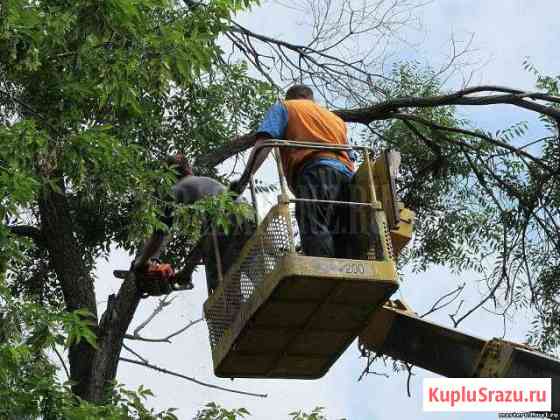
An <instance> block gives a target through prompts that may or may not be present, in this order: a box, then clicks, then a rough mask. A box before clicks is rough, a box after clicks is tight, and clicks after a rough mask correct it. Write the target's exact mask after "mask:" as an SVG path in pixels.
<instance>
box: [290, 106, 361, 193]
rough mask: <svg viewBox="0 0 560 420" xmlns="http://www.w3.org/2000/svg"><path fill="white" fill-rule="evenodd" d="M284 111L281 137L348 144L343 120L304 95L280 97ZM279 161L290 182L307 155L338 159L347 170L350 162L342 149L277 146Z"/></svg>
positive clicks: (308, 159)
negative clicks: (284, 114) (329, 149)
mask: <svg viewBox="0 0 560 420" xmlns="http://www.w3.org/2000/svg"><path fill="white" fill-rule="evenodd" d="M284 106H285V107H286V110H287V111H288V124H287V126H286V131H285V134H284V138H285V139H287V140H294V141H309V142H315V143H328V144H348V140H347V138H346V124H345V122H344V121H343V120H342V119H341V118H340V117H338V116H337V115H336V114H334V113H332V112H330V111H329V110H327V109H325V108H323V107H322V106H320V105H318V104H316V103H315V102H313V101H311V100H308V99H292V100H288V101H284ZM280 154H281V157H282V165H283V167H284V172H285V174H286V178H287V179H288V184H290V185H293V177H294V176H295V175H296V174H297V171H298V170H299V169H300V167H301V165H302V164H303V163H305V162H306V161H309V160H310V159H316V158H331V159H338V160H339V161H341V162H342V163H343V164H344V165H345V166H346V167H348V169H350V171H353V170H354V164H353V162H352V161H351V160H350V158H349V157H348V153H346V152H336V151H322V150H314V149H296V148H287V147H282V148H280Z"/></svg>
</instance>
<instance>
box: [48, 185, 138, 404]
mask: <svg viewBox="0 0 560 420" xmlns="http://www.w3.org/2000/svg"><path fill="white" fill-rule="evenodd" d="M58 186H59V188H60V189H61V191H60V192H55V191H53V190H52V189H51V188H48V187H45V188H44V191H43V193H42V195H41V197H40V200H39V211H40V214H41V222H42V231H43V235H44V240H45V244H46V246H47V248H48V250H49V258H50V261H51V263H52V265H53V267H54V270H55V272H56V275H57V277H58V279H59V281H60V283H61V285H62V292H63V295H64V300H65V303H66V307H67V309H68V310H69V311H73V310H76V309H80V308H85V309H87V310H88V311H89V312H91V313H92V314H93V315H94V317H95V319H94V320H93V321H95V324H96V327H95V333H96V335H97V350H96V349H95V348H93V347H92V346H90V345H89V344H88V343H87V342H86V341H85V340H82V341H80V343H79V344H76V345H73V346H71V347H70V351H69V361H70V377H71V379H72V381H73V382H75V385H74V386H73V387H72V391H73V392H74V394H76V395H77V396H79V397H81V398H83V399H86V400H88V401H92V402H102V401H104V400H105V397H106V396H107V394H106V391H107V388H108V386H109V385H110V384H111V382H112V381H113V380H114V379H115V377H116V373H117V366H118V361H119V356H120V352H121V348H122V343H123V339H124V335H125V334H126V330H127V329H128V326H129V325H130V322H131V321H132V318H133V316H134V312H135V311H136V308H137V306H138V303H139V301H140V296H139V294H138V291H137V289H136V283H135V280H134V278H133V276H130V277H129V278H128V279H127V280H126V281H125V282H124V283H123V285H122V286H121V289H120V291H119V293H118V295H117V296H115V295H111V296H109V302H108V304H107V310H106V311H105V313H104V314H103V316H102V318H101V322H100V323H99V325H97V304H96V300H95V291H94V284H93V277H92V276H91V273H90V270H89V269H88V267H87V264H86V263H85V261H86V255H85V250H84V249H82V247H81V246H80V244H79V242H78V241H77V239H76V237H75V234H74V223H73V220H72V216H71V213H70V210H69V205H68V201H67V200H66V195H65V189H64V183H63V182H62V181H59V182H58Z"/></svg>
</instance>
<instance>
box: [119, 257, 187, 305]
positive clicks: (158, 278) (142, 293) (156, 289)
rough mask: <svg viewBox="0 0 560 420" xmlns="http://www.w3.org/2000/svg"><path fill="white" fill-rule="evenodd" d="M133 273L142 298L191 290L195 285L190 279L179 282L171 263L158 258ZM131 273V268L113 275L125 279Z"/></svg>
mask: <svg viewBox="0 0 560 420" xmlns="http://www.w3.org/2000/svg"><path fill="white" fill-rule="evenodd" d="M133 273H134V276H135V280H136V287H138V290H139V291H140V296H141V297H142V298H147V297H149V296H161V295H167V294H169V293H171V292H174V291H178V290H191V289H192V288H193V287H194V286H193V284H192V283H191V282H190V281H189V282H187V283H178V281H177V280H178V279H177V277H176V275H175V270H173V267H172V266H171V264H162V263H160V262H159V261H158V260H152V261H151V262H150V264H149V265H148V266H147V267H146V269H145V270H144V271H134V272H133ZM130 274H131V271H130V270H114V271H113V275H114V276H115V277H116V278H119V279H125V278H127V277H128V276H129V275H130Z"/></svg>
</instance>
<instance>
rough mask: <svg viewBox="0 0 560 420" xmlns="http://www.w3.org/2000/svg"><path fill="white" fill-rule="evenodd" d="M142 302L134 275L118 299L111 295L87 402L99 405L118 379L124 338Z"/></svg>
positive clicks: (129, 275)
mask: <svg viewBox="0 0 560 420" xmlns="http://www.w3.org/2000/svg"><path fill="white" fill-rule="evenodd" d="M139 302H140V295H139V293H138V290H137V289H136V281H135V279H134V275H133V274H131V275H129V276H128V278H127V279H126V280H125V281H124V282H123V284H122V286H121V288H120V290H119V293H118V294H117V296H115V295H110V296H109V301H108V302H107V310H106V311H105V313H104V314H103V316H102V317H101V322H100V323H99V334H98V340H97V345H98V350H97V352H96V353H95V357H94V359H93V363H92V371H91V376H90V380H89V386H88V390H87V399H88V400H90V401H96V402H100V401H103V400H104V398H105V396H106V389H107V386H108V385H109V384H110V383H111V381H113V380H114V379H115V377H116V376H117V366H118V363H119V357H120V354H121V349H122V344H123V339H124V335H125V334H126V331H127V329H128V326H129V325H130V322H131V321H132V318H133V317H134V312H135V311H136V308H137V307H138V303H139Z"/></svg>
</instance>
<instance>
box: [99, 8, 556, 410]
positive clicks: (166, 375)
mask: <svg viewBox="0 0 560 420" xmlns="http://www.w3.org/2000/svg"><path fill="white" fill-rule="evenodd" d="M292 13H293V11H290V10H286V9H285V8H282V7H280V6H278V5H273V4H271V3H269V2H263V4H262V6H260V7H259V8H255V9H254V10H253V11H252V12H251V13H248V14H245V15H244V16H243V17H242V18H241V19H242V21H243V23H244V24H245V25H246V26H248V27H249V28H251V29H253V30H255V31H257V32H261V33H265V34H270V35H275V36H282V35H284V36H287V37H290V38H291V39H294V37H295V38H297V34H298V33H301V36H303V37H305V35H306V34H305V30H306V29H305V28H303V27H300V28H299V29H298V25H297V23H298V22H297V21H296V22H294V21H293V19H291V16H293V15H292ZM419 16H420V18H421V20H422V22H423V24H424V29H423V31H421V32H411V33H410V34H407V36H411V37H416V38H415V39H411V40H412V41H418V42H420V41H421V44H420V46H419V47H415V48H414V49H410V50H408V51H407V50H406V49H403V50H402V52H400V54H402V57H406V58H419V59H421V60H428V61H431V62H435V63H437V62H443V60H444V58H445V53H446V51H447V46H448V45H449V44H448V41H449V39H450V36H451V34H455V35H456V37H458V38H461V37H462V38H463V39H466V38H467V37H468V36H469V34H471V33H474V40H473V47H474V48H476V49H477V52H476V53H474V55H473V56H472V58H473V61H478V62H479V63H484V66H482V68H480V70H479V71H478V72H477V74H476V76H475V79H474V81H475V82H477V83H493V84H499V85H508V86H511V87H518V88H527V89H528V88H532V87H533V78H532V77H531V75H530V74H528V73H527V72H525V71H524V70H523V68H522V61H523V59H524V58H525V57H526V56H529V57H530V58H531V60H532V62H533V63H534V64H535V65H536V66H537V67H538V68H539V69H541V70H542V71H543V72H544V73H548V74H553V75H555V74H557V69H558V67H559V64H560V49H558V42H559V41H560V39H559V37H558V29H557V27H558V26H557V25H558V24H557V21H558V16H560V2H558V1H556V0H540V1H523V0H493V1H489V0H439V1H438V0H436V1H433V2H432V3H430V4H429V5H427V6H426V7H424V8H423V9H421V10H420V11H419ZM294 25H295V26H294ZM298 31H300V32H298ZM302 31H303V32H302ZM450 83H453V81H450ZM248 100H250V98H248ZM461 112H464V113H465V114H466V115H468V116H469V117H471V118H473V119H475V120H476V121H477V122H478V123H479V124H480V125H481V126H482V127H484V128H488V129H493V130H496V129H498V128H501V127H503V124H506V125H507V124H508V123H512V122H515V121H518V120H519V119H528V120H530V124H531V128H532V132H533V133H536V132H538V131H539V130H541V128H540V127H539V125H538V123H536V122H535V121H534V119H532V118H533V116H532V115H531V114H529V113H526V112H514V111H512V110H511V109H510V108H506V107H494V108H491V109H490V108H486V109H485V110H462V111H461ZM129 264H130V257H129V256H128V255H126V254H124V253H122V252H120V251H118V250H116V251H114V252H113V253H112V254H111V258H110V260H109V261H108V262H104V261H102V262H100V266H99V269H98V273H97V274H98V278H99V279H100V280H98V281H97V283H96V287H97V293H98V297H99V298H100V299H101V298H102V297H103V296H106V295H107V294H109V293H112V292H116V291H117V290H118V285H119V282H118V281H117V280H115V279H113V278H112V275H111V272H112V270H113V269H117V268H119V269H122V268H126V267H128V266H129ZM475 280H476V278H475V277H474V276H473V277H470V276H463V277H461V278H458V277H454V276H452V275H450V274H449V273H448V272H447V271H446V270H444V269H434V270H432V271H430V272H428V273H424V274H421V275H416V274H408V275H407V277H406V279H405V282H404V283H403V285H402V287H401V290H400V291H399V293H398V294H399V296H401V297H403V298H405V299H406V300H407V301H408V302H409V303H410V304H411V305H412V306H413V307H414V308H415V309H416V310H417V311H418V312H422V311H425V310H426V309H427V308H429V307H430V306H431V304H432V303H433V301H434V299H435V298H437V297H438V296H440V295H442V294H443V293H445V292H446V291H449V290H452V289H453V288H455V287H456V285H457V284H459V283H461V282H463V281H465V282H467V283H469V286H470V289H469V291H468V293H467V295H466V297H467V300H468V301H467V302H466V303H465V305H468V304H469V303H470V304H471V305H472V304H474V303H476V302H477V300H476V299H477V298H478V297H479V294H478V293H479V292H478V288H477V285H476V281H475ZM195 283H196V285H197V287H196V289H195V290H193V291H192V292H184V293H177V294H176V295H175V296H176V299H175V301H174V302H173V304H172V305H171V307H170V308H168V309H167V310H166V311H165V312H164V313H163V314H161V315H160V317H159V318H157V319H156V320H155V321H154V322H153V323H151V324H150V326H149V327H148V328H146V330H145V331H144V334H145V335H146V336H150V337H160V336H165V335H166V334H167V333H169V332H172V331H174V330H175V329H178V328H180V327H181V326H183V325H185V324H186V323H188V321H190V320H194V319H196V318H199V317H200V316H201V314H202V303H203V302H204V299H205V297H206V287H205V281H204V276H203V274H202V273H199V274H197V275H196V277H195ZM156 302H157V301H156V299H153V298H152V299H148V300H144V301H142V303H141V305H140V308H139V310H138V313H137V315H136V318H135V324H138V323H139V322H141V321H142V320H143V319H144V318H145V317H146V316H148V315H149V314H150V313H151V311H152V309H153V307H154V305H155V303H156ZM100 306H101V308H100V309H102V308H103V307H104V303H101V304H100ZM431 320H434V321H436V322H440V323H443V324H445V325H449V322H448V317H447V314H446V313H439V314H435V315H434V316H433V317H432V318H431ZM528 320H529V316H528V315H524V314H520V316H519V318H517V319H516V320H515V322H514V323H511V324H510V325H509V326H508V332H507V335H506V338H508V339H510V340H516V341H520V340H523V339H524V337H525V333H526V329H527V324H528ZM461 329H462V330H465V331H468V332H470V333H473V334H475V335H477V336H480V337H483V338H490V337H493V336H501V335H502V331H503V326H502V323H501V321H500V320H497V319H494V318H492V317H491V316H490V315H488V314H487V313H485V312H483V311H482V312H478V313H476V314H475V315H473V316H472V317H471V318H469V319H468V320H467V321H466V322H465V323H464V324H462V325H461ZM207 334H208V332H207V328H206V325H205V324H204V323H199V324H197V325H196V326H194V327H193V328H192V329H191V330H190V332H188V333H185V334H184V335H182V336H180V337H178V338H177V339H176V340H174V342H173V344H165V343H162V344H144V343H135V342H129V343H128V344H129V345H130V346H131V347H134V349H136V350H138V351H139V352H140V353H142V354H143V355H144V357H146V358H147V359H149V360H150V361H151V362H153V363H155V364H157V365H159V366H161V367H164V368H168V369H172V370H175V371H177V372H180V373H183V374H185V375H189V376H194V377H196V378H197V379H200V380H204V381H208V382H211V383H214V384H219V385H222V386H231V387H234V388H238V389H241V390H246V391H252V392H258V393H267V394H268V395H269V396H268V398H266V399H258V398H249V397H244V396H239V395H235V394H229V393H226V392H222V391H216V390H212V389H208V388H204V387H201V386H199V385H196V384H193V383H190V382H187V381H184V380H182V379H178V378H173V377H171V376H168V375H162V374H160V373H157V372H155V371H152V370H148V369H145V368H143V367H139V366H134V365H127V364H125V363H121V365H120V366H119V376H118V379H119V381H121V382H123V383H125V384H126V385H127V386H130V387H137V386H138V385H140V384H144V385H146V386H148V387H149V388H151V389H152V390H153V392H154V393H155V394H156V397H155V399H154V400H152V401H151V403H153V404H154V406H156V407H158V408H166V407H177V408H178V409H179V411H178V415H179V418H181V419H191V418H192V417H193V415H194V413H195V412H196V410H197V409H198V408H200V407H201V406H203V405H204V404H205V403H207V402H210V401H215V402H218V403H220V404H222V405H224V406H226V407H230V408H233V407H245V408H247V409H248V410H249V411H250V412H251V413H253V417H252V418H254V419H259V420H261V419H263V420H265V419H266V420H285V419H287V418H288V416H287V414H288V413H289V412H290V411H293V410H296V409H306V410H311V409H312V408H313V407H315V406H324V407H326V413H327V414H328V417H329V419H339V418H343V417H345V418H347V419H351V420H362V419H363V420H370V419H372V420H373V419H379V420H389V419H390V420H393V419H394V418H395V416H397V418H420V419H434V418H437V419H462V418H464V419H474V418H476V419H494V418H496V415H495V414H488V413H486V414H476V413H475V414H464V415H458V414H453V413H423V412H422V403H421V389H422V388H421V387H422V380H421V379H422V378H423V377H426V376H427V377H432V376H435V375H433V374H431V373H429V372H423V371H421V370H420V369H416V372H417V374H416V376H415V377H414V378H413V380H412V386H411V391H412V397H411V398H409V397H407V395H406V375H404V374H400V375H390V377H389V378H384V377H381V376H369V377H366V378H365V379H364V380H362V381H361V382H357V378H358V376H359V375H360V372H361V370H362V369H363V367H364V361H363V360H360V359H359V354H358V351H357V348H356V345H355V344H353V345H352V346H351V347H350V348H349V349H348V350H347V351H346V353H345V354H344V355H343V357H342V358H341V359H340V360H339V361H338V362H337V363H336V364H335V366H334V367H333V368H332V369H331V371H330V372H329V373H328V374H327V375H326V376H325V377H324V378H323V379H320V380H316V381H294V380H291V381H290V380H235V381H230V380H223V379H218V378H215V377H214V376H213V374H212V362H211V354H210V351H209V344H208V335H207ZM125 354H126V352H125V351H123V355H125ZM126 356H127V357H129V355H126ZM388 371H390V369H388Z"/></svg>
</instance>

*****

| Description of the task |
Pull out all lines from the entries above in which the word "clicks" appears.

| Result of this task |
An <instance> block gives a target through prompts that may or may not be present, in this order: a box, then clicks, then a rough mask. A box before clicks is rough, a box after clicks is tight, and clicks after a rough mask correct it. Write the target's exact mask after "mask:" as an SVG path in pixels.
positive clicks: (308, 159)
negative clicks: (284, 114) (329, 149)
positive clicks: (158, 278) (142, 293) (156, 289)
positive clicks: (129, 275)
positive clicks: (166, 375)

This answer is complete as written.